Quote the records that follow in full, leaving the pictures out.

RECORDS FOR THIS TASK:
▬▬▬

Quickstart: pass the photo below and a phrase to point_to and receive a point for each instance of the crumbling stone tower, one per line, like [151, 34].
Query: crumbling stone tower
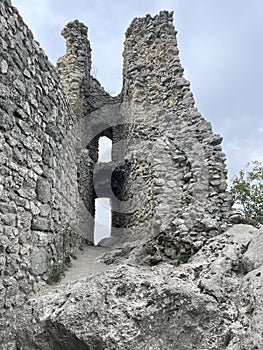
[167, 177]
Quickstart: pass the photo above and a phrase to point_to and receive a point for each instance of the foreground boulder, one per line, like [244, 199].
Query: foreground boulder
[215, 301]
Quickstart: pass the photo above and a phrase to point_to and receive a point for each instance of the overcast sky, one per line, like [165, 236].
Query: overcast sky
[221, 49]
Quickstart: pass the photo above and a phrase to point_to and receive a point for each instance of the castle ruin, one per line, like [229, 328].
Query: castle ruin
[167, 177]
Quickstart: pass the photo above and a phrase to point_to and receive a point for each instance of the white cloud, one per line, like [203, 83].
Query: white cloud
[220, 46]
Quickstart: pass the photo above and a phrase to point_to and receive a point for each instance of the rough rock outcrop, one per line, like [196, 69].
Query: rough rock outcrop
[213, 302]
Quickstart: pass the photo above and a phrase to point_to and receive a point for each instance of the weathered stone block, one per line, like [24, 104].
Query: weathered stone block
[43, 190]
[39, 258]
[41, 224]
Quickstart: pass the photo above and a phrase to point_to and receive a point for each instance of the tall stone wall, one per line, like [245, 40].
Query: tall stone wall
[169, 185]
[38, 173]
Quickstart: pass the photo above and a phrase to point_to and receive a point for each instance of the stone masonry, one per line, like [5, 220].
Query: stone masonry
[167, 177]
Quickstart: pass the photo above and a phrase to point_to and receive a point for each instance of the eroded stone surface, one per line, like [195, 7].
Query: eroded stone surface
[209, 303]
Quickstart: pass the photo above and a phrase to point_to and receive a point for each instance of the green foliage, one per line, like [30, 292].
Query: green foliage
[247, 191]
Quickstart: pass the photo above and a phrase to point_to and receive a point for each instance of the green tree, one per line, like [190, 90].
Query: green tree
[247, 191]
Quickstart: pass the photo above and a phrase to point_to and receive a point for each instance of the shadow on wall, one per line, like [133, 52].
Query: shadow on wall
[103, 215]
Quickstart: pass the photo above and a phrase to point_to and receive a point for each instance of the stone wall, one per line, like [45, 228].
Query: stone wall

▬▬▬

WRITTEN RESPONSE:
Quickstart: pass the photo below and a phrase to point_to and receive a point for each instance of the crumbling stone tower, one per line, like [151, 34].
Query: crumbling stone tower
[167, 177]
Quickstart: pass the photo above and a phrase to point_to and receive a point for each instance of the foreground boulder, one per line, like [244, 199].
Query: foreground boulder
[215, 301]
Quickstart: pass the photo above and a phrase to point_to and receive a point for each instance of the overcast sky, one per line, like [165, 236].
Query: overcast sky
[221, 49]
Quickstart: pass the photo above and a phrase to point_to and receive a point for each instance of the castle ruin, one per line, like [229, 328].
Query: castle ruin
[167, 177]
Quickstart: pass the photo above and a phrase to point_to and receive a point for each instance of the white cloud, one per line, like [203, 83].
Query: white cloud
[220, 46]
Quickstart: pass the photo above and a phrase to point_to and receive a point for each instance of the rough rock outcrop, one per line, like [196, 69].
Query: rough rock outcrop
[213, 302]
Quickstart: pass the photo above and a phrase to point_to and receive a point for each instance of the weathered stone block, one per line, like [24, 104].
Query: weathered stone block
[43, 190]
[39, 258]
[41, 224]
Quickstart: pass the photo above and a phrase to point_to and receive a point for each instance of the tall stone wall, one per line, like [245, 40].
Query: tall stone wall
[169, 185]
[38, 173]
Quickstart: pass the photo above and a phrase to point_to and receive a point for each instance of the stone masonry, one per line, like [5, 220].
Query: stone masonry
[167, 177]
Quickstart: pass the photo above and a phrase to point_to and receive a point for each instance of the eroded stone surface, one per line, like [195, 7].
Query: eroded stone surface
[209, 303]
Quickstart: pass the photo above and a phrase to point_to and receive a point for each instance of the green foliage, one per line, like [30, 292].
Query: green foliage
[247, 191]
Quickstart: pass the photo above and a phrase to point_to and receive a point for each instance of the green tree, one per line, like [190, 90].
Query: green tree
[247, 191]
Quickstart: pass the photo above and a phrase to point_to and receive a point for each instance of the shadow on wall, one per line, like [133, 52].
Query: shadow on wall
[103, 215]
Quickstart: pass the photo above and a phrase to point_to and receive a point for each instance of the stone wall, one per line, like [45, 228].
Query: stone wall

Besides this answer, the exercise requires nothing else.